-- What you should do --
Please reproduce, exactly as given, the lines running from the start of the data to the line containing "positive clicks: (226, 230)", inclusive, and omit the pictures.

**** Listed records ****

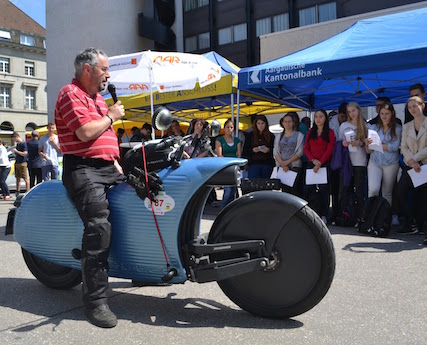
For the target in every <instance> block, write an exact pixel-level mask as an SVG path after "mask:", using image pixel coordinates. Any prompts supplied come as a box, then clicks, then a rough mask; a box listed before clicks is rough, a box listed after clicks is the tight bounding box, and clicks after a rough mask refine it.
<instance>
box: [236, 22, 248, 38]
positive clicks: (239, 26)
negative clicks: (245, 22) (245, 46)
mask: <svg viewBox="0 0 427 345" xmlns="http://www.w3.org/2000/svg"><path fill="white" fill-rule="evenodd" d="M247 38H248V33H247V26H246V23H242V24H239V25H234V27H233V41H234V42H238V41H244V40H245V39H247Z"/></svg>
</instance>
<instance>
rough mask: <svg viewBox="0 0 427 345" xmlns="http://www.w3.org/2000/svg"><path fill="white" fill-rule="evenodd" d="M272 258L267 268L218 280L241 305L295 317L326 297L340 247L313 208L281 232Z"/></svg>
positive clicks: (226, 230)
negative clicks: (295, 316)
mask: <svg viewBox="0 0 427 345" xmlns="http://www.w3.org/2000/svg"><path fill="white" fill-rule="evenodd" d="M278 216H280V215H278ZM236 221H237V222H238V221H239V220H238V219H236ZM265 231H268V229H267V228H266V230H265ZM248 232H250V229H248ZM226 236H227V230H225V232H224V234H223V237H226ZM224 240H225V239H224ZM269 256H270V265H269V266H268V267H267V268H266V269H265V270H263V271H257V272H253V273H249V274H244V275H241V276H237V277H233V278H230V279H226V280H223V281H219V282H218V284H219V286H220V287H221V289H222V290H223V291H224V293H225V294H226V295H227V296H228V297H229V298H230V299H231V300H232V301H233V302H234V303H236V304H237V305H238V306H239V307H241V308H242V309H244V310H246V311H248V312H250V313H253V314H256V315H260V316H264V317H269V318H289V317H292V316H296V315H299V314H302V313H304V312H306V311H308V310H310V309H311V308H313V307H314V306H315V305H316V304H318V303H319V302H320V301H321V300H322V298H323V297H324V296H325V295H326V293H327V291H328V290H329V287H330V285H331V283H332V279H333V276H334V272H335V253H334V248H333V244H332V239H331V236H330V233H329V231H328V229H327V227H326V226H325V225H324V224H323V222H322V220H321V219H320V218H319V216H317V214H315V212H314V211H313V210H312V209H310V208H309V207H308V206H305V207H303V208H302V209H301V210H299V211H298V212H297V213H296V214H295V215H294V216H293V217H292V218H291V219H290V220H289V222H288V223H287V224H286V226H285V228H284V229H282V230H281V232H280V234H279V236H278V237H277V240H276V242H275V244H274V246H273V250H272V251H271V253H270V254H269Z"/></svg>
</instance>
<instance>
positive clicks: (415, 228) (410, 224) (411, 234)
mask: <svg viewBox="0 0 427 345" xmlns="http://www.w3.org/2000/svg"><path fill="white" fill-rule="evenodd" d="M397 232H398V233H399V234H402V235H413V234H417V233H418V232H419V231H418V227H417V224H415V223H411V224H410V225H406V226H404V227H403V228H402V229H400V230H398V231H397Z"/></svg>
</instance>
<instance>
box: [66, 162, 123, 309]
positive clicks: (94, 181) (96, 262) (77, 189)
mask: <svg viewBox="0 0 427 345" xmlns="http://www.w3.org/2000/svg"><path fill="white" fill-rule="evenodd" d="M123 180H124V176H123V175H121V174H119V172H118V171H117V169H116V167H115V166H114V164H113V163H112V162H109V161H104V160H102V159H84V158H80V157H76V156H72V155H64V174H63V183H64V186H65V188H66V189H67V191H68V193H69V195H70V197H71V199H72V200H73V202H74V204H75V206H76V208H77V211H78V212H79V215H80V218H81V219H82V221H83V224H84V234H83V241H82V252H81V254H82V256H81V260H82V280H83V302H84V304H85V305H86V307H87V308H95V307H97V306H99V305H101V304H106V303H107V297H108V296H107V291H108V255H109V252H110V241H111V224H110V222H109V220H108V217H109V215H110V211H109V209H108V199H107V191H108V189H109V188H110V187H111V186H113V185H115V184H118V183H120V182H122V181H123Z"/></svg>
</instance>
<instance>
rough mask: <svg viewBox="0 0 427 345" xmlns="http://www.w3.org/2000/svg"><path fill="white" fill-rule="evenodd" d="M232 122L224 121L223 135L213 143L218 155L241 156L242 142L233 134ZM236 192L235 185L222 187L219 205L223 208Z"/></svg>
mask: <svg viewBox="0 0 427 345" xmlns="http://www.w3.org/2000/svg"><path fill="white" fill-rule="evenodd" d="M233 131H234V123H233V121H231V119H228V120H227V121H225V123H224V135H223V136H221V137H218V139H217V140H216V143H215V149H216V153H217V155H218V157H237V158H240V157H241V156H242V143H241V142H240V139H239V138H237V137H234V136H233ZM236 193H237V187H235V186H233V187H224V195H223V197H222V203H221V207H222V208H224V207H225V206H227V205H228V204H229V203H230V202H232V201H233V200H234V198H235V197H236Z"/></svg>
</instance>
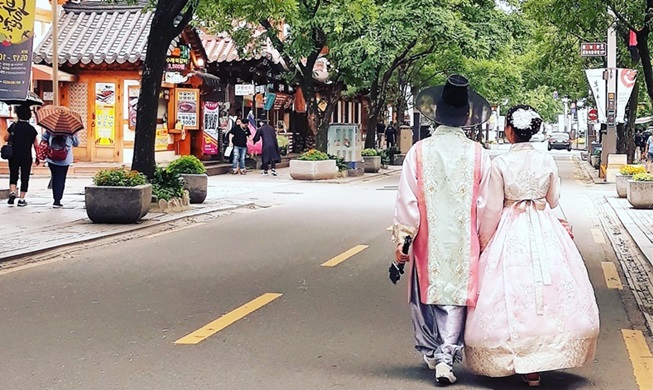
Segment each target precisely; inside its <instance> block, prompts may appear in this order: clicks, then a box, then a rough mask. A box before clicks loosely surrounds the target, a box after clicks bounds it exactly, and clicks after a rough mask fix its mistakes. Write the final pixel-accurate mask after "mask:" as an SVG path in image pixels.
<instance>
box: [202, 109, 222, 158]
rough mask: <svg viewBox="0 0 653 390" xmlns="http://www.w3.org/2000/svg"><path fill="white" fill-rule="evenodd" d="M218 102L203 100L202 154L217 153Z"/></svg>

****

-- Exercise output --
For the target in every <instance> block, write an exact pixel-level mask as an SVG path after "mask:", using image pixel coordinates. Any prompts supplied come as a box, then clicks, then a rough mask; a box listed before clicks is rough, a box listed after clicks is the tight bounding box, and clicks after a rough mask refine it.
<instance>
box: [236, 22, 248, 38]
positive clicks: (239, 26)
negative clicks: (245, 22) (245, 46)
mask: <svg viewBox="0 0 427 345" xmlns="http://www.w3.org/2000/svg"><path fill="white" fill-rule="evenodd" d="M247 38H248V33H247V26H246V23H242V24H239V25H234V27H233V41H234V42H238V41H244V40H245V39H247Z"/></svg>
</instance>
<instance>
rough mask: <svg viewBox="0 0 427 345" xmlns="http://www.w3.org/2000/svg"><path fill="white" fill-rule="evenodd" d="M272 258L267 268L218 280L241 305L295 317L326 297L340 247L313 208L281 232Z"/></svg>
positive clicks: (226, 230)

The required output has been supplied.